- [Requirements]:
Pull every line from the items below and copy each one without any change.

═════ Records for processing ═════

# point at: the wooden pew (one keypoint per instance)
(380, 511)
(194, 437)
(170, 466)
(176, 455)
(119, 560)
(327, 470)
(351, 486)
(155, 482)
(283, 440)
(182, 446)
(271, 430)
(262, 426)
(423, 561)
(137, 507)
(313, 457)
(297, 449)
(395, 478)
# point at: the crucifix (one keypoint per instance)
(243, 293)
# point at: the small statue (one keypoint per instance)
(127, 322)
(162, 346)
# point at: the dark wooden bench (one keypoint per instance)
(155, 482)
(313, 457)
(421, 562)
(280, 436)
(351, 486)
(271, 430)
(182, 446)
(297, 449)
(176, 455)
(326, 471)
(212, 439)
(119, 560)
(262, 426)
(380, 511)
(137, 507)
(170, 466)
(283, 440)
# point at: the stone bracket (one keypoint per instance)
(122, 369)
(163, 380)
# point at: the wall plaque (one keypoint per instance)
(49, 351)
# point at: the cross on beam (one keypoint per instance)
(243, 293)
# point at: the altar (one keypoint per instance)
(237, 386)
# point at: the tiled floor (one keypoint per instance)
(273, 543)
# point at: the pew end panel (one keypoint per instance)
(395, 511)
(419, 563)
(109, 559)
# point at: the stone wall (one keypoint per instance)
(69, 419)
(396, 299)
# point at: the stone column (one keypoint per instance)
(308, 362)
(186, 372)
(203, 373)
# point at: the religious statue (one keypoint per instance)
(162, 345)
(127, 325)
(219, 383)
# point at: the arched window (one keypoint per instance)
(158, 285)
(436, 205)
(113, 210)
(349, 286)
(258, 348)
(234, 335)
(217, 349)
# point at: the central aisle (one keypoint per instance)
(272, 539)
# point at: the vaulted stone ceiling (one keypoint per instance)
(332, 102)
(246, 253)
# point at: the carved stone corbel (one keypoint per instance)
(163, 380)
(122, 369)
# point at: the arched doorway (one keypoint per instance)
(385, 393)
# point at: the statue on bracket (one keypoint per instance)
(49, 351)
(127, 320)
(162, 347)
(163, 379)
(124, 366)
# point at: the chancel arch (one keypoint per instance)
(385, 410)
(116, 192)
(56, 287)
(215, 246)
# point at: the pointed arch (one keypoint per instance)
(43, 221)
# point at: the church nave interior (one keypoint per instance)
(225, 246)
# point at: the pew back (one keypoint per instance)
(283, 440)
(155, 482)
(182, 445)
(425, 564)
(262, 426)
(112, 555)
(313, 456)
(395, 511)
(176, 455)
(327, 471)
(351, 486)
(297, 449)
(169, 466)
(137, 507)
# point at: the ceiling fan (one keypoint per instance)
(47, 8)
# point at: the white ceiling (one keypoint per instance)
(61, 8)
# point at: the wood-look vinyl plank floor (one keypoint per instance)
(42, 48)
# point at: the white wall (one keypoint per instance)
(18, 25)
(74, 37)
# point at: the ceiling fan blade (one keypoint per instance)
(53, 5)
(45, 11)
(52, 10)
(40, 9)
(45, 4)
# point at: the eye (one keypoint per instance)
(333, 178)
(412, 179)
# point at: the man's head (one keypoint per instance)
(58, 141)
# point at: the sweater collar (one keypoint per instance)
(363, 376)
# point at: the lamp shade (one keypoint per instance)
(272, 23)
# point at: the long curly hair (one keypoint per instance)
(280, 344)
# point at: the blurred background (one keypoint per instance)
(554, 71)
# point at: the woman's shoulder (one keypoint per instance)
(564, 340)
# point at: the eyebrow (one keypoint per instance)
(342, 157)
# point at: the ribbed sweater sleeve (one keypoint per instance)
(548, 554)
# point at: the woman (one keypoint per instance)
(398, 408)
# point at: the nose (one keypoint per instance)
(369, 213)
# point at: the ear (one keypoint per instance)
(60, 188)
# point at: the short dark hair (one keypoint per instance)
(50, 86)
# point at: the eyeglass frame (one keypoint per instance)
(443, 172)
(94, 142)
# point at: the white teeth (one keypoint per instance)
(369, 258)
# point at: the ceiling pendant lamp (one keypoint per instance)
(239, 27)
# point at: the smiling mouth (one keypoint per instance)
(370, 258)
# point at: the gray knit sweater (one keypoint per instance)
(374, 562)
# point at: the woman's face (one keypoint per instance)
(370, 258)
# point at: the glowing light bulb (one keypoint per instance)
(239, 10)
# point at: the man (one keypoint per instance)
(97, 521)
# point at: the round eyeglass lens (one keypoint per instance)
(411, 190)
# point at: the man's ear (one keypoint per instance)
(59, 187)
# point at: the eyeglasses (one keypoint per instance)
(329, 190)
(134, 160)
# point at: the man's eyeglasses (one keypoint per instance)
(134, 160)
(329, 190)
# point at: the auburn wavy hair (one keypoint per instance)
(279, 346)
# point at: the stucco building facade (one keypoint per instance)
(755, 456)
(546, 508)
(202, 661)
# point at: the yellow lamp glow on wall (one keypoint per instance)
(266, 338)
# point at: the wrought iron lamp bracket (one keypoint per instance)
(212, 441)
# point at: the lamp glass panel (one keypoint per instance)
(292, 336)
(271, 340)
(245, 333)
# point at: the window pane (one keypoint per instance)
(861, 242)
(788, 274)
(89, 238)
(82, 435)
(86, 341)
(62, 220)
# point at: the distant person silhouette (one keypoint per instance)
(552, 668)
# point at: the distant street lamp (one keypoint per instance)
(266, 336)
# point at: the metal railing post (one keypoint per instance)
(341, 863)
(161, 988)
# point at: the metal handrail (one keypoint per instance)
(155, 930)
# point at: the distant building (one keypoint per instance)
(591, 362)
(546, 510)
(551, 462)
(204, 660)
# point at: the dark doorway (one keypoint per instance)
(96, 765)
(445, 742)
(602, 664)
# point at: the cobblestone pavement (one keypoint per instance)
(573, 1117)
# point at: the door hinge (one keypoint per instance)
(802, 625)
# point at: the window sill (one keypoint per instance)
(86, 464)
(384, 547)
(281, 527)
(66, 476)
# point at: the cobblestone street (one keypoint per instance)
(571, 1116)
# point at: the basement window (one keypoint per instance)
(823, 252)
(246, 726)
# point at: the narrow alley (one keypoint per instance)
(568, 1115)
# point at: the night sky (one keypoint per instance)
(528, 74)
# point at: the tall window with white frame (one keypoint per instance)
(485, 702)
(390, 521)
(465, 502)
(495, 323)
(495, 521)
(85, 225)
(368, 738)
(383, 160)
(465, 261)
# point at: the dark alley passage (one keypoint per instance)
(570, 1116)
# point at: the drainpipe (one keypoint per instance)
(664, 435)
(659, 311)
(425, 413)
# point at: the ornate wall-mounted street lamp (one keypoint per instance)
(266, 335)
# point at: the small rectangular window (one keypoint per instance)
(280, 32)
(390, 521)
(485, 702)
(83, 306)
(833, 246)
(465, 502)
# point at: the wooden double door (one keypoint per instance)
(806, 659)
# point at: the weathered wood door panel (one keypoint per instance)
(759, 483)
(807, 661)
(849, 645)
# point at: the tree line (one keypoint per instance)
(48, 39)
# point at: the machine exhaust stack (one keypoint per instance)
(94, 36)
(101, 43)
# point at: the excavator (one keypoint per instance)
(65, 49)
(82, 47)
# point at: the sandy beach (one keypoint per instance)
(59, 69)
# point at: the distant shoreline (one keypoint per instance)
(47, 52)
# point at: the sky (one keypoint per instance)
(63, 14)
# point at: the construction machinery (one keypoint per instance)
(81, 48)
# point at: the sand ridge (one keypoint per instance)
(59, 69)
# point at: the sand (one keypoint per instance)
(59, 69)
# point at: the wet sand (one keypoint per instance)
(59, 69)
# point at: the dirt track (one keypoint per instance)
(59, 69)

═════

- [Expected answer]:
# point at: the wooden pew (one keypoint per instance)
(380, 511)
(194, 437)
(170, 466)
(176, 455)
(119, 560)
(327, 470)
(351, 486)
(155, 482)
(283, 440)
(182, 446)
(271, 430)
(262, 426)
(423, 561)
(137, 507)
(313, 457)
(297, 449)
(395, 478)
# point at: the crucifix (one keypoint per instance)
(243, 293)
# point at: the small statue (one keypoint per instance)
(127, 322)
(162, 346)
# point at: the dark wooden bench (one keypoint per instance)
(155, 482)
(313, 457)
(421, 562)
(280, 436)
(351, 486)
(271, 430)
(182, 446)
(297, 449)
(176, 455)
(326, 471)
(212, 439)
(119, 560)
(262, 426)
(380, 511)
(137, 507)
(170, 466)
(283, 440)
# point at: the stone bracket (one keypoint per instance)
(122, 369)
(163, 380)
# point at: the wall plaque (one keypoint per instance)
(49, 351)
# point at: the cross on beam (one keypoint per instance)
(243, 293)
# point at: the altar (one keypoint per instance)
(237, 386)
# point at: the tiled floor (one keypoint per instance)
(273, 543)
# point at: the pew end panel (one keypoint per instance)
(395, 511)
(419, 563)
(109, 559)
# point at: the stone wall (one keypoint per instance)
(69, 419)
(396, 299)
# point at: the stone column (one keypoint per instance)
(308, 362)
(186, 372)
(203, 373)
# point at: the religious statue (one keypoint per instance)
(162, 345)
(127, 325)
(219, 383)
# point at: the arched window (one keypoint per instance)
(158, 285)
(436, 205)
(113, 210)
(349, 286)
(258, 348)
(234, 335)
(217, 349)
# point at: the central aisle (one keypoint per instance)
(272, 539)
# point at: the vaulted stone ceiling (one keypoint per instance)
(332, 102)
(246, 253)
# point at: the carved stone corbel (one keypoint per instance)
(163, 380)
(122, 369)
# point at: the arched doorway (one keypoint per instance)
(385, 393)
# point at: the statue on bracket (one keypoint per instance)
(49, 351)
(127, 320)
(162, 347)
(163, 379)
(124, 366)
# point at: the chancel arch (one keypoint per instance)
(385, 410)
(116, 192)
(56, 287)
(215, 246)
# point at: the pointed arch (one keypoint per instance)
(43, 221)
# point at: the church nave interior (one keypoint per instance)
(225, 246)
# point at: the pew back (one keypoint per instance)
(283, 440)
(155, 482)
(182, 445)
(425, 564)
(262, 426)
(112, 555)
(313, 456)
(395, 511)
(176, 455)
(327, 471)
(351, 486)
(297, 449)
(169, 466)
(137, 507)
# point at: the ceiling fan (one keypoint per instance)
(47, 8)
# point at: the white ceiling (one keypoint per instance)
(61, 8)
# point at: the wood-look vinyl plank floor (one keypoint per instance)
(42, 48)
# point at: the white wall (one keypoint per instance)
(18, 25)
(74, 37)
# point at: the ceiling fan blade (one keypoint per instance)
(53, 5)
(45, 11)
(52, 10)
(40, 9)
(45, 4)
# point at: the eye (one keypoint per instance)
(333, 178)
(412, 179)
# point at: the man's head (one keypoint per instance)
(58, 141)
# point at: the sweater collar (one keypoint per instance)
(363, 376)
# point at: the lamp shade (one keypoint per instance)
(272, 23)
# point at: the long curly hair (one keypoint per instance)
(280, 344)
# point at: the blurred background (one keypoint per instance)
(554, 71)
# point at: the woman's shoulder (one keypoint per instance)
(564, 340)
# point at: the eyebrow (one keypoint per instance)
(342, 157)
# point at: the ribbed sweater sleeve (one keypoint per instance)
(548, 554)
# point at: the woman (one keypoint per instance)
(398, 408)
# point at: the nose (one keypoint per instance)
(369, 213)
# point at: the ear (one keypoint per instance)
(60, 188)
# point at: the short dark hair (one keypoint per instance)
(50, 86)
# point at: the eyeglass frame (one keypoint per instance)
(443, 172)
(94, 142)
# point at: the white teeth (one keypoint per instance)
(369, 258)
# point at: the ceiling pendant lamp (one keypoint per instance)
(239, 27)
# point at: the smiling mouth (one keypoint per instance)
(370, 258)
# point at: the gray knit sweater (one keypoint per instance)
(374, 562)
# point at: the woman's face (one keypoint per instance)
(370, 258)
# point at: the glowing light bulb (one keypoint per instance)
(239, 10)
# point at: the man (one keypoint per instance)
(97, 521)
# point at: the round eyeglass lens (one keypoint per instance)
(411, 190)
# point at: the man's ear (one keypoint per instance)
(59, 187)
# point at: the eyeglasses (one keypoint per instance)
(329, 190)
(134, 160)
# point at: the man's eyeglasses (one keypoint per instance)
(134, 160)
(329, 190)
# point at: the auburn wavy hair (one keypoint per instance)
(279, 346)
# point at: the stucco building facade (one keypoint per instance)
(755, 456)
(546, 508)
(202, 661)
# point at: the yellow lamp glow on wall (one keypoint per instance)
(266, 338)
# point at: the wrought iron lamp bracket (one keypoint per instance)
(212, 441)
# point at: the lamp glass panel (one keypoint per instance)
(292, 336)
(271, 340)
(245, 333)
# point at: the window pane (one keypoint per instance)
(861, 242)
(788, 274)
(89, 238)
(82, 435)
(86, 341)
(62, 220)
# point at: the distant person silhouette (one keypoint per instance)
(552, 668)
# point at: the distant street lamp (one keypoint per instance)
(266, 336)
# point at: the metal railing post (one keypoint per instance)
(341, 863)
(161, 988)
# point at: the metal handrail (one keypoint per instance)
(155, 930)
# point at: the distant building (one keypoint per instance)
(591, 362)
(546, 510)
(551, 462)
(204, 660)
# point at: the dark doorway (one keypoint per instance)
(96, 765)
(445, 742)
(602, 664)
# point at: the cobblestone pavement (one keypoint per instance)
(573, 1117)
# point at: the door hinge (one keypoint per instance)
(802, 625)
# point at: the window sill (one keypoint per instance)
(86, 464)
(384, 547)
(281, 527)
(66, 476)
# point at: the cobblestone street (one keypoint per instance)
(571, 1116)
# point at: the basement window (one keypoint per instance)
(823, 252)
(246, 726)
# point at: the narrow alley (one keypoint per instance)
(568, 1115)
# point at: the night sky (one keypoint per instance)
(528, 74)
# point at: the tall window with white frame (one keypoint per instance)
(485, 702)
(390, 521)
(465, 502)
(495, 323)
(495, 521)
(85, 225)
(368, 738)
(383, 160)
(465, 261)
# point at: the dark alley passage (one keypoint per instance)
(570, 1116)
# point at: the drainpipe (one keypoint per instance)
(664, 435)
(659, 311)
(425, 413)
# point at: the ornate wall-mounted street lamp (one keypoint per instance)
(266, 335)
# point at: the small rectangular window (one keypoint per instance)
(280, 32)
(390, 521)
(485, 702)
(83, 306)
(833, 246)
(465, 502)
# point at: the wooden double door (one keypoint per instance)
(806, 659)
# point at: the weathered wood door panel (one keypoint per instance)
(759, 483)
(807, 661)
(849, 645)
# point at: the tree line (one keypoint per instance)
(48, 39)
# point at: the machine exhaust stack (one keypoint per instance)
(94, 36)
(101, 43)
# point at: the excavator (one keypoint per instance)
(65, 49)
(82, 47)
# point at: the sandy beach (one keypoint per instance)
(59, 69)
# point at: the distant shoreline (one keypoint per instance)
(47, 52)
# point at: the sky (one keypoint per instance)
(63, 14)
# point at: the construction machinery (one keypoint per instance)
(81, 48)
# point at: the sand ridge (one keypoint per instance)
(59, 69)
# point at: the sand (one keypoint per instance)
(59, 69)
# point at: the wet sand (one keypoint per instance)
(59, 69)
# point at: the dirt track (one keypoint per instance)
(59, 69)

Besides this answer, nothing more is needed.